#### SOURCE DATA:

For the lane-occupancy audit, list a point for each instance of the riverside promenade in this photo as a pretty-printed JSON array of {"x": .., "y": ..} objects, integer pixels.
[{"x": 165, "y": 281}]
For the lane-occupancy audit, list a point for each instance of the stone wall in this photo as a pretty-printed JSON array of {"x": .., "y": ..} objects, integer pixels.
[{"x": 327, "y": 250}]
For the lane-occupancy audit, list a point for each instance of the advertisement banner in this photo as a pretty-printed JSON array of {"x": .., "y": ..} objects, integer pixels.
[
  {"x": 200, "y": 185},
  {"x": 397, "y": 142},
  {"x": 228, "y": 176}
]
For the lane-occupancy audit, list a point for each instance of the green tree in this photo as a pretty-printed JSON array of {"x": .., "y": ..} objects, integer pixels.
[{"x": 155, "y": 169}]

#### WHAT TO DO:
The records above must be transcribed line for line, exactly.

#### EXERCISE SOLUTION:
For the lane-occupancy audit, list a point for each instance of the riverside promenade in this photo as a pretty-printed JSON array of {"x": .., "y": ..} objects, integer pixels.
[{"x": 165, "y": 281}]
For the lane-occupancy audit, list a point for each instance of the stone wall in this photo as a pretty-printed JSON array of {"x": .., "y": ..} objects, integer pixels.
[{"x": 327, "y": 250}]
For the lane-occupancy audit, list a point for each instance of the advertisement banner in this photo as a pretty-printed JSON array of {"x": .., "y": ..} objects, integer pixels.
[
  {"x": 200, "y": 185},
  {"x": 397, "y": 142},
  {"x": 228, "y": 176}
]
For the lane-occupancy audit, list a point for each instance of the green tree in this photo as a pretty-printed JSON array of {"x": .., "y": ..} objects, integer pixels.
[{"x": 155, "y": 169}]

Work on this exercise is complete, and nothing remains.